START PROVIDED ENTRIES

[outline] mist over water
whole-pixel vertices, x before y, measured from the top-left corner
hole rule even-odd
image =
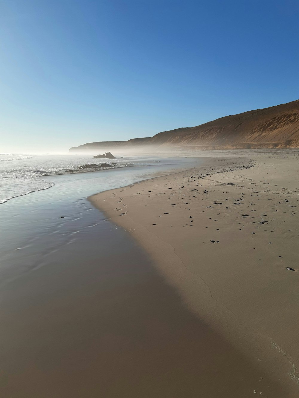
[[[96,154],[100,153],[98,151]],[[94,150],[90,153],[65,154],[36,154],[0,153],[0,204],[8,200],[36,191],[47,189],[55,184],[53,176],[68,173],[67,170],[76,168],[86,164],[100,163],[111,164],[110,168],[150,166],[158,164],[161,157],[153,154],[142,154],[141,151],[130,151],[126,153],[112,151],[117,158],[94,159]],[[135,156],[134,156],[135,155]],[[123,156],[123,158],[119,158]],[[168,154],[169,156],[170,154]],[[106,169],[97,170],[95,173],[106,173]],[[89,172],[82,170],[76,173]]]

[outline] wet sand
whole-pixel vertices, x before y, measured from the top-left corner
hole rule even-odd
[[[232,156],[90,200],[130,232],[177,302],[208,328],[212,339],[198,347],[198,355],[206,361],[209,352],[210,362],[194,363],[194,396],[207,379],[217,387],[210,383],[202,396],[251,396],[255,390],[295,398],[298,151]],[[238,371],[222,378],[226,361]]]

END PROVIDED ENTRIES

▶ [GIVEN INSTRUCTION] Write out all of the records above again, requests included, but raise every polygon vertex coordinate in the answers by 79, and leave the pictures out.

▶ [TASK RESULT]
[outline] mist over water
whole-pixel vertices, x before y, measured from the top-left corner
hole rule even-odd
image =
[[[175,233],[179,232],[177,230]],[[173,229],[169,232],[144,233],[115,233],[79,232],[79,283],[87,279],[115,270],[126,268],[134,263],[132,255],[147,252],[146,249],[155,247],[165,243],[179,242],[190,243],[189,247],[229,245],[237,243],[240,236],[232,233],[221,233],[220,230],[209,230],[205,232],[191,230],[196,237],[173,238]],[[214,235],[213,235],[214,234]],[[202,235],[202,237],[198,237]],[[247,233],[248,235],[249,233]],[[185,248],[176,249],[174,252],[185,252]],[[168,251],[161,249],[155,252]]]

[outline] wet sand
whole-pixel vertices, x before y, measured from the top-left corner
hole rule even-odd
[[[311,235],[169,279],[209,311],[256,381],[287,407],[291,418],[277,426],[277,434],[285,440],[288,431],[289,441],[273,442],[273,475],[286,458],[296,466],[289,462],[281,475],[330,475],[334,469],[374,477],[377,230]],[[317,450],[301,457],[305,440]]]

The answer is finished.